* _REQUIREMENTS_: Return every line of the listing below unchanged.

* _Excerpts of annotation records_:
━━━━━━━━
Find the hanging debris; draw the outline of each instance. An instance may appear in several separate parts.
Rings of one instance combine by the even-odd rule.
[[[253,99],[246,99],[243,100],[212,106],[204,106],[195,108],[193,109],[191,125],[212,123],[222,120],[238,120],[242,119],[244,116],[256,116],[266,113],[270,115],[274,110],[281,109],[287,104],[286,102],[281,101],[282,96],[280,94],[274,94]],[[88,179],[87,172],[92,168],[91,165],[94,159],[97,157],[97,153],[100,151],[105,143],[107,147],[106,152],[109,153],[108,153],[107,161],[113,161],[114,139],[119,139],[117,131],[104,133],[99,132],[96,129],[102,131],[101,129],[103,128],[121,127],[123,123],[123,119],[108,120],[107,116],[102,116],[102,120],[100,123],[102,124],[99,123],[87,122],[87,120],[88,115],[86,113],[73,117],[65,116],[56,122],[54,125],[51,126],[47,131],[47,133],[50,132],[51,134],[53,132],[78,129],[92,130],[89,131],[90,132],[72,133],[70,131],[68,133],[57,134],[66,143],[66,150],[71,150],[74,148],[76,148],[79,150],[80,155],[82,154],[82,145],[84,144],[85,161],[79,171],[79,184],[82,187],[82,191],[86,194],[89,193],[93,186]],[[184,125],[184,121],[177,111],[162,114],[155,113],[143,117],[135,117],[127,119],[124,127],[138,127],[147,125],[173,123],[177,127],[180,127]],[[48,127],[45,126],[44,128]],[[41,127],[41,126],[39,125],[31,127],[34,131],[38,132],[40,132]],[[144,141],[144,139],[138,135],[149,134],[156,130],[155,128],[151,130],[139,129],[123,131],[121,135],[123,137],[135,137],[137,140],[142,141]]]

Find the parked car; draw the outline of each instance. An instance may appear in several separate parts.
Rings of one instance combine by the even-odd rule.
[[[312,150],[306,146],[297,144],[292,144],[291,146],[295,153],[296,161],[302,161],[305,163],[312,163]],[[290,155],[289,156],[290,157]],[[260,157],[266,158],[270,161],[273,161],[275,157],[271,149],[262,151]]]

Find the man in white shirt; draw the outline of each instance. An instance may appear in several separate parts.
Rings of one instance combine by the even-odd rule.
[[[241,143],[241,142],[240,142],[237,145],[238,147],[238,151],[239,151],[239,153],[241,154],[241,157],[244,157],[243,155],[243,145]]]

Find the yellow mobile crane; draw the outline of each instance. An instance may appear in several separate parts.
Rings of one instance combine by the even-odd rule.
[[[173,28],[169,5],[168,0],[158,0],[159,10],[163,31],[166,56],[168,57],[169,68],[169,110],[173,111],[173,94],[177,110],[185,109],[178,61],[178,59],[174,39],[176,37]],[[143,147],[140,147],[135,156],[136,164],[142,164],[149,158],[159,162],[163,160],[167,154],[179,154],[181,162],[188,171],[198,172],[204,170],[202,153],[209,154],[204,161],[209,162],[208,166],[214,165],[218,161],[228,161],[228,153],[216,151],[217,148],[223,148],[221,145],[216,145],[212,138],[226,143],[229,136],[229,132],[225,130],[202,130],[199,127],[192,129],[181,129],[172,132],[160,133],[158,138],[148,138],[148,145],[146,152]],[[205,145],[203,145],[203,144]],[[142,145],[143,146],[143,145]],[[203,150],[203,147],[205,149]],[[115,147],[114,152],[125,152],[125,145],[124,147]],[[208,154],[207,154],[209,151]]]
━━━━━━━━
* _FULL ANSWER_:
Find the hanging debris; draw the outline of each instance. An instance may appear in several separate parts.
Rings of one instance combine by the even-odd rule.
[[[253,99],[246,99],[243,100],[212,106],[204,106],[195,108],[193,109],[191,125],[212,123],[222,120],[238,120],[242,119],[244,116],[256,116],[266,113],[270,115],[274,110],[281,109],[287,104],[286,102],[281,101],[282,96],[280,94],[274,94]],[[88,179],[87,172],[92,168],[91,165],[94,159],[97,157],[97,153],[100,151],[105,143],[107,147],[106,152],[109,153],[108,153],[107,161],[113,161],[114,139],[119,139],[117,131],[104,133],[99,132],[96,129],[102,131],[101,129],[103,128],[121,127],[123,123],[123,119],[108,120],[107,116],[102,116],[102,120],[100,123],[102,124],[99,123],[87,122],[87,120],[88,115],[86,113],[73,117],[65,116],[56,122],[54,125],[51,126],[47,131],[47,133],[50,132],[51,134],[53,132],[78,129],[92,130],[89,131],[90,132],[72,133],[70,131],[68,133],[57,134],[66,143],[66,150],[71,150],[74,148],[76,148],[79,150],[80,155],[82,154],[82,145],[84,144],[85,161],[79,171],[79,184],[82,187],[82,191],[86,194],[89,193],[93,186]],[[184,125],[184,121],[177,111],[162,114],[155,113],[143,117],[135,117],[127,119],[124,127],[138,127],[147,125],[173,123],[177,127],[180,127]],[[48,127],[45,126],[44,128]],[[41,127],[41,126],[39,125],[31,127],[34,131],[38,132],[40,132]],[[144,141],[144,139],[138,135],[149,134],[156,130],[155,128],[151,130],[139,129],[123,131],[121,135],[123,137],[135,137],[137,140],[142,141]]]

Find the parked car; draw the outline of each instance. An instance may appear in several separate parts.
Rings of one instance combine by the even-odd rule.
[[[312,150],[306,146],[297,144],[292,144],[291,146],[295,153],[296,161],[302,161],[305,163],[312,163]],[[290,155],[289,156],[290,157]],[[260,157],[266,158],[270,161],[273,161],[275,157],[271,149],[262,151]]]

Find the man in white shirt; draw the outline of each instance. An instance may appear in several separate parts.
Rings of one instance combine by the even-odd rule.
[[[241,143],[241,142],[240,142],[237,145],[238,147],[238,151],[239,151],[239,153],[241,154],[241,157],[244,157],[243,155],[243,145]]]

Find the yellow mobile crane; draw the outline of each instance. An instance may appear in several separate parts.
Rings of one instance combine by the even-odd rule.
[[[173,28],[169,5],[168,0],[158,0],[159,10],[163,31],[166,56],[168,57],[169,68],[169,110],[173,111],[173,94],[177,110],[185,109],[178,61],[178,59],[174,39],[176,37]],[[143,147],[140,147],[135,156],[136,164],[142,164],[149,158],[159,162],[163,160],[167,154],[179,154],[181,162],[188,171],[198,172],[204,170],[202,153],[209,154],[204,161],[209,162],[208,166],[214,165],[218,161],[228,161],[228,153],[216,151],[217,148],[223,148],[221,145],[216,145],[212,138],[226,143],[229,136],[229,132],[225,130],[202,130],[199,127],[192,129],[181,129],[172,132],[160,133],[158,138],[148,138],[148,145],[146,152]],[[205,145],[203,145],[203,144]],[[142,145],[143,146],[143,145]],[[203,150],[203,147],[205,149]],[[115,147],[114,152],[125,152],[125,145],[124,147]],[[208,154],[207,154],[209,151]]]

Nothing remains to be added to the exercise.